** Opening TASK DATA block **
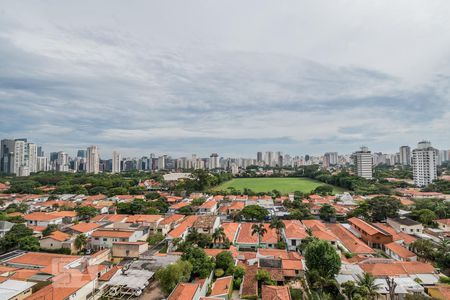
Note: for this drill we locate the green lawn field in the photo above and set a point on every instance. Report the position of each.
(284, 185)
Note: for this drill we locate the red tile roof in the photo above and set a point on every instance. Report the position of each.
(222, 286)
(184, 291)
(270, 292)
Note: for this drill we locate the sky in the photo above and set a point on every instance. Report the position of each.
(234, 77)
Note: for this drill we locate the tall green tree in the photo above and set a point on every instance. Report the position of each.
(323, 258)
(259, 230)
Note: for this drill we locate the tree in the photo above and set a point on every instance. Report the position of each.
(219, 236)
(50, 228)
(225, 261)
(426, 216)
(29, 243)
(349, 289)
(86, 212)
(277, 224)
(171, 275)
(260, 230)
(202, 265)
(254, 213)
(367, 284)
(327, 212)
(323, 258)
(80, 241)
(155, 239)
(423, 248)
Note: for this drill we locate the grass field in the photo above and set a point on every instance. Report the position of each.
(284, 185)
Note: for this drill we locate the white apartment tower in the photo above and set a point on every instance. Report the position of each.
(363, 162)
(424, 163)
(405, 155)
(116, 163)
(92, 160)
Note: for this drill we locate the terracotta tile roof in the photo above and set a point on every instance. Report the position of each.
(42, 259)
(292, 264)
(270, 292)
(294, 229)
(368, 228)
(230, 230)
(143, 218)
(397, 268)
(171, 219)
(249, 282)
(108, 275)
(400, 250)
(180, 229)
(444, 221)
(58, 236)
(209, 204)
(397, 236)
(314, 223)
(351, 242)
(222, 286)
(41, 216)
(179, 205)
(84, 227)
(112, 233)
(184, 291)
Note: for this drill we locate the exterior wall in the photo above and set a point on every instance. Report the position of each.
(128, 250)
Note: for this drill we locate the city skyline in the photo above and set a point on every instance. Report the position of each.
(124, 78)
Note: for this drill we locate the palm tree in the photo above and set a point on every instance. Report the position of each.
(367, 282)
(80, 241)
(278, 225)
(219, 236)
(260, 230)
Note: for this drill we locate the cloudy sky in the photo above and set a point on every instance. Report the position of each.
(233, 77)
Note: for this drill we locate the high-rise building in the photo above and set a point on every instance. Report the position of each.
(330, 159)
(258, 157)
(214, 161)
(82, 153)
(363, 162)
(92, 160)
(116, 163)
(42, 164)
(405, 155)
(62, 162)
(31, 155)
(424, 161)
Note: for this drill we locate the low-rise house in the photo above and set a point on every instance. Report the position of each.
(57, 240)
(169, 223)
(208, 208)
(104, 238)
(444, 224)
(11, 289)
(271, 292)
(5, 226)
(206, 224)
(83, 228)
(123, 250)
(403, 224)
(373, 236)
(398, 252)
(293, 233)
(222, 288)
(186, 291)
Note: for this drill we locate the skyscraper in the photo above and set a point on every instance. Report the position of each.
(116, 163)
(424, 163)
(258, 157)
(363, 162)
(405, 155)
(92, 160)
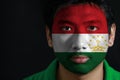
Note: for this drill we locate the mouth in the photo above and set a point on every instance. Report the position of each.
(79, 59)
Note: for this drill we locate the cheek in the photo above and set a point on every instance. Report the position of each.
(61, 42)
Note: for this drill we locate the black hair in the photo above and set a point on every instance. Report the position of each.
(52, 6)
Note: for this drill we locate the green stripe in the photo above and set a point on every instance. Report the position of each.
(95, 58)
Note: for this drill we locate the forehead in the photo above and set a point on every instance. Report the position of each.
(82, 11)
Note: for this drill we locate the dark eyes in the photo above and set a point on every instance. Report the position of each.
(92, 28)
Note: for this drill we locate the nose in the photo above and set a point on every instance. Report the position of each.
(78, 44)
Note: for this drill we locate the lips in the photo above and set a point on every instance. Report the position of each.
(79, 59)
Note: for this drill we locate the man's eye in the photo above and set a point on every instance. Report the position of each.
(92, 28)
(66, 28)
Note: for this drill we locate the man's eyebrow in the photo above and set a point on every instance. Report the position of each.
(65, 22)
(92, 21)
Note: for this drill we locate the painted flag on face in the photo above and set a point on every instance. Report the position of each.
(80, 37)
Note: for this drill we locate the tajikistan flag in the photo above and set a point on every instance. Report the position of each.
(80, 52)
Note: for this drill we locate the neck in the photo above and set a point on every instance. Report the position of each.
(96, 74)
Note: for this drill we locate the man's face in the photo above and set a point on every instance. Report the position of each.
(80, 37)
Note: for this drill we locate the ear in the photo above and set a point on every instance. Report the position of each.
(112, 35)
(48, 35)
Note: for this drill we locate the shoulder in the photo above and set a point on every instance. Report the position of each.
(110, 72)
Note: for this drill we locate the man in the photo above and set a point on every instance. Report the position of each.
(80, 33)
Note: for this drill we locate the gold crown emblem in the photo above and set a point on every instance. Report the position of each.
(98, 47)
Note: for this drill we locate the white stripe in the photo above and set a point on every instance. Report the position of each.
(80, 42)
** Closing TASK DATA block **
TASK GOAL: All of the entries above need to be transcribed exactly, except for the pictures.

FINISHED EXERCISE:
Note: for this drill we locate the green lawn field in the photo above and set a point on every instance. Report the position of each.
(284, 185)
Note: for this drill we locate the red tile roof in the photo above and set a point on every instance. Report the position of each.
(222, 286)
(184, 291)
(270, 292)
Note: for this drill we locate the sky in the photo above and set a point on every instance. Report the position of each.
(234, 77)
Note: for this drill we locate the tall green tree in the photo above and set a point on every instance. Report the position of each.
(323, 258)
(259, 230)
Note: for this drill we locate the tree in the photo above and set a point on every instance. Report the position of each.
(219, 236)
(50, 228)
(225, 261)
(426, 216)
(29, 243)
(349, 289)
(86, 212)
(277, 224)
(171, 275)
(260, 230)
(202, 265)
(254, 213)
(367, 284)
(327, 212)
(323, 258)
(80, 241)
(155, 239)
(423, 248)
Note: for this drill we locate the grass field in the photo above and set a point on every instance. Report the position of each.
(284, 185)
Note: for this drill we locate the white apartment tower in the photo above and set a point on every instance. Report the position of each.
(363, 162)
(424, 163)
(405, 155)
(116, 163)
(92, 160)
Note: for this drill we locate the terracotta tile roof in the photo above and set a point on every instance. Report the position of each.
(42, 259)
(292, 264)
(270, 292)
(294, 229)
(368, 228)
(230, 230)
(143, 218)
(397, 268)
(171, 219)
(249, 282)
(108, 275)
(400, 250)
(180, 229)
(444, 221)
(58, 236)
(209, 204)
(397, 236)
(314, 223)
(351, 242)
(222, 286)
(41, 216)
(179, 205)
(84, 227)
(112, 233)
(184, 291)
Note: for this drill we locate the exterior wall in the photo above and set a point on every instance. Report the position of each.
(128, 250)
Note: for this drill we locate the city skyline in the photo above and set a point on every instance. Report the position of each.
(124, 78)
Note: for this drill we locate the palm tree in the photo above and set a point on every instance. Report the position of each.
(367, 282)
(80, 241)
(278, 225)
(219, 236)
(260, 230)
Note: for this drill we locate the cloudy sky in the photo above and set a point on every instance. Report the position of each.
(233, 77)
Note: for this drill we locate the high-rise building in the photo above and set a point on every instance. Report the position of each.
(330, 159)
(258, 157)
(214, 161)
(82, 153)
(363, 162)
(92, 160)
(116, 163)
(42, 164)
(405, 155)
(62, 162)
(31, 155)
(424, 161)
Note: for this drill we locate the low-rise house in the photo above and set a point on every instance. Report the position of each.
(57, 240)
(169, 223)
(208, 208)
(104, 238)
(444, 224)
(11, 289)
(271, 292)
(5, 226)
(206, 224)
(83, 228)
(123, 250)
(403, 224)
(373, 236)
(398, 252)
(293, 233)
(222, 288)
(186, 291)
Note: for this drill we locate the skyscraper in the photo above and set a point on every instance. Report the position of each.
(116, 163)
(424, 163)
(258, 157)
(363, 162)
(405, 155)
(92, 160)
Note: for this drill we locate the mouth in the photo above and set a point on every instance. Report the position of each.
(79, 59)
Note: for this drill we locate the cheek in the photo above and set a point on every instance. Report the position of each.
(61, 42)
Note: for this drill we locate the black hair in the photo above and set a point on every instance. Report the position of each.
(52, 6)
Note: for this drill we locate the green stripe in the photo above and set a point on every instance. Report the position of each.
(95, 58)
Note: for this drill we locate the forehead in the photo above and set a point on every instance. Report the position of each.
(82, 11)
Note: for this drill we locate the dark eyes in the photo above and set a point on every instance. Report the position of each.
(92, 28)
Note: for this drill we locate the nose in the photo above and set a point on every instance. Report the position of each.
(78, 44)
Note: for this drill we locate the lips in the photo above and set a point on every instance. Report the position of each.
(79, 59)
Note: for this drill we locate the man's eye in the photo above and set a point on every instance. Report the position of each.
(92, 28)
(66, 28)
Note: for this drill we locate the man's eyebrow in the photo above and set a point on every instance. Report the position of each.
(65, 22)
(92, 21)
Note: for this drill we locate the painted flag on face in the photo above and set a point on every instance. Report the position of each.
(80, 37)
Note: for this drill we locate the tajikistan flag in the photo above and set a point on every instance. Report the position of each.
(80, 52)
Note: for this drill we locate the neck in the photo above and set a point on every instance. Report the position of each.
(96, 74)
Note: for this drill we locate the man's face in the photo above and set a point on every instance. Report the position of each.
(80, 37)
Note: for this drill we locate the ear in the photo above and set a point on every instance. Report the position of each.
(112, 35)
(48, 35)
Note: for this drill we locate the shoulder in the photo above and set a point on every instance. Report the position of each.
(110, 72)
Note: for this drill we locate the man in the photo above and set a point on every instance. Report the position of each.
(80, 33)
Note: for this drill we locate the gold crown emblem in the photo above and set a point on every instance. Report the position of each.
(98, 47)
Note: for this drill we locate the white stripe in the photo above and set a point on every instance. Report the position of each.
(80, 42)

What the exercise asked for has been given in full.